Extract each line of the data below exactly as written.

══════════════════════════════

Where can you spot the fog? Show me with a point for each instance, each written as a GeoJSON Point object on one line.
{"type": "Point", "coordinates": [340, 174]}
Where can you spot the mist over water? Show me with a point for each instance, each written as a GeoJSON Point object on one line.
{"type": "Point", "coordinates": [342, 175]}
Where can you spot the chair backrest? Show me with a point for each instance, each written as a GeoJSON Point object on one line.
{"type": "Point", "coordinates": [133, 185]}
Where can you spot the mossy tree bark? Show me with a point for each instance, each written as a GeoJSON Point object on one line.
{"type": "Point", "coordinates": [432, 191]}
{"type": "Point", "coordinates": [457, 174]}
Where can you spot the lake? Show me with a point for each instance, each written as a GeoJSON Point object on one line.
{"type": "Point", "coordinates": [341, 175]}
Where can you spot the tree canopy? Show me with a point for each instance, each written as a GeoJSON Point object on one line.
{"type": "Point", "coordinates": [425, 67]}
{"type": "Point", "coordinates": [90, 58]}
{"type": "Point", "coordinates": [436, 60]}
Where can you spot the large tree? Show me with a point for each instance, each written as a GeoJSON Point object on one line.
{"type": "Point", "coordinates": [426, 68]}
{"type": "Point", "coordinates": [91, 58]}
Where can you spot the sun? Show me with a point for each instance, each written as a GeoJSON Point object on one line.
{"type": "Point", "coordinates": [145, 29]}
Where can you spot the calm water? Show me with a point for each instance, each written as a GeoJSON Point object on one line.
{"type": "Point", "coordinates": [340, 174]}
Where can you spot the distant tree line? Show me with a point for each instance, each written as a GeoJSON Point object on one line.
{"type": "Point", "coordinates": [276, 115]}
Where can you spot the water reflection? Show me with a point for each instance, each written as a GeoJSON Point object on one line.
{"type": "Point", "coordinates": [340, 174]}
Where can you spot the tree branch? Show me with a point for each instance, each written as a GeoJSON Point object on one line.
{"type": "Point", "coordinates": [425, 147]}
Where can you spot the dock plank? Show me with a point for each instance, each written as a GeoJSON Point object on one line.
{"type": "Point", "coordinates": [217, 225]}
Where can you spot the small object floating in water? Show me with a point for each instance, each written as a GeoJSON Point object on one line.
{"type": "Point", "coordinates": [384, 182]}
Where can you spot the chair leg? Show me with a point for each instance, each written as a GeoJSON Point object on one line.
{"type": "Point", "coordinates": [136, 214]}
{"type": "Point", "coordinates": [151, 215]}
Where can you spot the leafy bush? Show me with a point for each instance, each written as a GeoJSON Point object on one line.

══════════════════════════════

**The answer:**
Where can you spot the fog? Show me with a point for each instance, each written as a GeoJSON Point object on one line.
{"type": "Point", "coordinates": [340, 174]}
Where can you spot the mist over water? Show me with a point for each instance, each written as a GeoJSON Point object on one line.
{"type": "Point", "coordinates": [342, 175]}
Where can you spot the chair backrest? Show me with a point for each instance, each written as a GeoJSON Point object on one line.
{"type": "Point", "coordinates": [133, 185]}
Where can you spot the mossy tree bark? Show me with a point for each instance, each written as a GeoJSON Point object on one line.
{"type": "Point", "coordinates": [432, 191]}
{"type": "Point", "coordinates": [457, 174]}
Where can you spot the lake? Show me with a point for each instance, each written as a GeoJSON Point object on one line.
{"type": "Point", "coordinates": [341, 175]}
Where can you spot the tree canopy? Show me with a point for each instance, each written as a GeoJSON Point object on one line.
{"type": "Point", "coordinates": [425, 67]}
{"type": "Point", "coordinates": [90, 58]}
{"type": "Point", "coordinates": [436, 60]}
Where can you spot the large tree? Show me with a point for each instance, each written as a GeoJSON Point object on one line.
{"type": "Point", "coordinates": [426, 68]}
{"type": "Point", "coordinates": [91, 58]}
Where can you spot the sun? Show me with a point for each instance, each written as a GeoJSON Point object on one line.
{"type": "Point", "coordinates": [145, 29]}
Where can you spot the calm water? Show me with a point for each instance, each written as a GeoJSON Point object on one line.
{"type": "Point", "coordinates": [340, 174]}
Where can you spot the distant tree line? Show me with a point for each instance, each written as a GeoJSON Point object on one line.
{"type": "Point", "coordinates": [276, 115]}
Where can you spot the water reflection? Show me with a point for each instance, each written as a GeoJSON Point object on one line.
{"type": "Point", "coordinates": [340, 174]}
Where can you spot the tree branch? Show me with a point for each instance, each written as a GeoJSON Point object on one line.
{"type": "Point", "coordinates": [425, 147]}
Where can you spot the dock plank? Show me with a point for each instance, each written as a GeoJSON Point object on one line.
{"type": "Point", "coordinates": [217, 225]}
Where can you spot the small object floating in water? Show me with a point for each instance, each written as a GeoJSON Point object on one line.
{"type": "Point", "coordinates": [384, 182]}
Where can you spot the chair leg? Show me with a point for each instance, each written as a GeoJSON Point object on one line.
{"type": "Point", "coordinates": [136, 214]}
{"type": "Point", "coordinates": [151, 215]}
Where can you spot the leafy bush? Show me with a point for each instance, each written as a GeoJSON Point object on one line.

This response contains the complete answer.